_PROBLEM TO WORK ON_
Lay out every record below as a Markdown table with two columns, No. for the row number and Line for the line itself, leaving out blank lines.

===== ENTRIES SUPPLIED

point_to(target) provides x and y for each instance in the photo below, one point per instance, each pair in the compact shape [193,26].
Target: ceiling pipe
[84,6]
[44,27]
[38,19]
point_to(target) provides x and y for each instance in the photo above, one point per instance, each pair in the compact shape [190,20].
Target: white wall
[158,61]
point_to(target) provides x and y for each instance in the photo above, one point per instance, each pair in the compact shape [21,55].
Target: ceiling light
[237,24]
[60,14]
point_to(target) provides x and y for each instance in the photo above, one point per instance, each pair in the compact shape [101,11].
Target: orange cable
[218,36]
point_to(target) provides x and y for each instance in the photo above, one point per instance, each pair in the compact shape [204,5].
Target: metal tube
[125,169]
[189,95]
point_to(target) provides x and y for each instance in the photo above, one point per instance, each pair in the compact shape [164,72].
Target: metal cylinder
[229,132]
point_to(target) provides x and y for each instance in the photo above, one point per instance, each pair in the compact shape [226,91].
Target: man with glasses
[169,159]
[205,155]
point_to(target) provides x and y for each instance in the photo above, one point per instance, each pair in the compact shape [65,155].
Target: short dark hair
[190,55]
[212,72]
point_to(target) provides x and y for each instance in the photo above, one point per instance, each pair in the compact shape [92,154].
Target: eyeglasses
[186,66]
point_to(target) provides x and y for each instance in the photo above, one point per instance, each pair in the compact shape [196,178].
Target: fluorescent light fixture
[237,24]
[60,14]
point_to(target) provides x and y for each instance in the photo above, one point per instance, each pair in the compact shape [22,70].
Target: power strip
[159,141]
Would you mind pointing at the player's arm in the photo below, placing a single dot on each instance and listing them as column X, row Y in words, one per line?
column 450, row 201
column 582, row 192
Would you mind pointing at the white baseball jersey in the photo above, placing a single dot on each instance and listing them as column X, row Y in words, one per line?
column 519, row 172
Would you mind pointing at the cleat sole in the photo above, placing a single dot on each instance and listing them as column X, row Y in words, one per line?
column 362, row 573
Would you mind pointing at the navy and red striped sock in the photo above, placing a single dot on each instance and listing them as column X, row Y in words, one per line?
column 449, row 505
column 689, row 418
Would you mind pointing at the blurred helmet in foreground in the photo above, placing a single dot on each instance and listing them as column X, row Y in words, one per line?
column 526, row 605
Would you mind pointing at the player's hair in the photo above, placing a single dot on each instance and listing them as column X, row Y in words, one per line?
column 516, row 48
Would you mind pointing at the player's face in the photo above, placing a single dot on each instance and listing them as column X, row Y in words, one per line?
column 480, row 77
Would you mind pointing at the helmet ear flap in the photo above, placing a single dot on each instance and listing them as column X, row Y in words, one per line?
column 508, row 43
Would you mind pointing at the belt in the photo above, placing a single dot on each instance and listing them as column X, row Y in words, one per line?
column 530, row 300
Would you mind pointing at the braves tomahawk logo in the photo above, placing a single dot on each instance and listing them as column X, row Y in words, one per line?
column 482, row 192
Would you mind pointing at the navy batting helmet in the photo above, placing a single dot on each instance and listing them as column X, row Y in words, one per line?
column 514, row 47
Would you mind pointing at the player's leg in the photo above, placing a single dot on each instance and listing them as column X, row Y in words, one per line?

==========

_TASK SOLUTION_
| No. | Line |
|---|---|
| 1 | point_to(target) provides x and y for each instance in the photo below, one point per instance, each pair in the compact shape [193,26]. |
| 2 | Target: ceiling pipe |
| 3 | [84,6] |
| 4 | [44,27] |
| 5 | [38,19] |
| 6 | point_to(target) provides x and y for each instance in the photo above, one point per instance, each pair in the compact shape [190,20]. |
| 7 | Target: white wall |
| 8 | [158,61] |
| 9 | point_to(target) provides x and y for each instance in the photo above, one point per instance, each pair in the compact shape [21,55]. |
| 10 | Target: ceiling light |
| 11 | [237,24] |
| 12 | [60,14] |
| 13 | point_to(target) provides x and y for each instance in the photo above, one point per instance, each pair in the compact shape [101,11]. |
| 14 | Target: orange cable |
| 15 | [218,36] |
| 16 | point_to(target) provides x and y for each instance in the photo above, one point per instance, each pair in the compact shape [204,5]. |
| 17 | Target: metal tube |
| 18 | [125,169] |
| 19 | [189,95] |
| 20 | point_to(target) provides x and y for each instance in the photo above, one point per instance, each pair in the compact shape [164,72]. |
| 21 | Target: metal cylinder |
| 22 | [229,132] |
| 23 | point_to(target) provides x and y for each instance in the photo above, one point per instance, each pair in the compact shape [226,91]. |
| 24 | Target: man with glasses |
| 25 | [169,159] |
| 26 | [205,155] |
| 27 | point_to(target) provides x and y for each instance in the photo above, one point per instance, each pair in the compact shape [65,155]. |
| 28 | Target: short dark hair |
| 29 | [190,55] |
| 30 | [212,72] |
| 31 | point_to(target) provides x and y for each instance in the photo above, one point per instance, each pair in the compact shape [92,154]. |
| 32 | Target: eyeglasses |
| 33 | [186,66] |
| 34 | point_to(target) provides x and y for each instance in the photo above, one point per instance, each pair in the compact shape [196,178]. |
| 35 | Target: fluorescent light fixture |
| 36 | [237,24] |
| 37 | [60,14] |
| 38 | point_to(target) provides x and y for each instance in the photo above, one point per instance, each pair in the compact shape [22,70]. |
| 39 | Target: power strip |
| 40 | [159,141] |
| 41 | Would you mind pointing at the player's arm in the photo below, placing a single dot on each instance and listing them as column X, row Y in words, one per line? |
| 42 | column 450, row 201 |
| 43 | column 582, row 192 |
| 44 | Would you mind pointing at the white baseball jersey in the photo above, placing a single dot on each instance and listing them as column X, row Y in words, one per line? |
| 45 | column 519, row 172 |
| 46 | Would you mind pointing at the cleat sole in the photo above, placing a single dot on each instance and listing them as column X, row Y in words, one per line? |
| 47 | column 362, row 573 |
| 48 | Would you mind pointing at the navy and red striped sock in the photo above, placing a single dot on each instance and listing them as column X, row Y in words, one per line? |
| 49 | column 449, row 505 |
| 50 | column 689, row 418 |
| 51 | Would you mind pointing at the blurred helmet in foreground in the photo above, placing a single dot on each instance and listing them as column X, row Y in words, one per line? |
| 52 | column 526, row 605 |
| 53 | Would you mind pointing at the player's hair in the photo above, placing a single dot on each instance and listing them as column X, row Y in words, one per line? |
| 54 | column 516, row 48 |
| 55 | Would you mind pointing at the player's face in the photo above, placing a single dot on each instance and listing them as column X, row Y in words, one per line? |
| 56 | column 480, row 77 |
| 57 | Would you mind pointing at the helmet ear flap in the photo above, placing a single dot on each instance and listing them as column X, row Y in words, one per line? |
| 58 | column 508, row 43 |
| 59 | Would you mind pointing at the belt in the photo above, placing a single dot on each instance and listing them as column X, row Y in words, one per line? |
| 60 | column 530, row 300 |
| 61 | Would you mind pointing at the braves tomahawk logo in the photo above, placing a single dot on each instance and listing them as column X, row Y in words, one per line? |
| 62 | column 482, row 192 |
| 63 | Would you mind pointing at the navy batting helmet in the photo above, placing a single dot on each instance and listing them as column X, row Y in words, one per line? |
| 64 | column 514, row 47 |
| 65 | Would you mind pointing at the player's leg in the photo above, placing a single dot on each instance and listing them as column X, row Y in words, one per line? |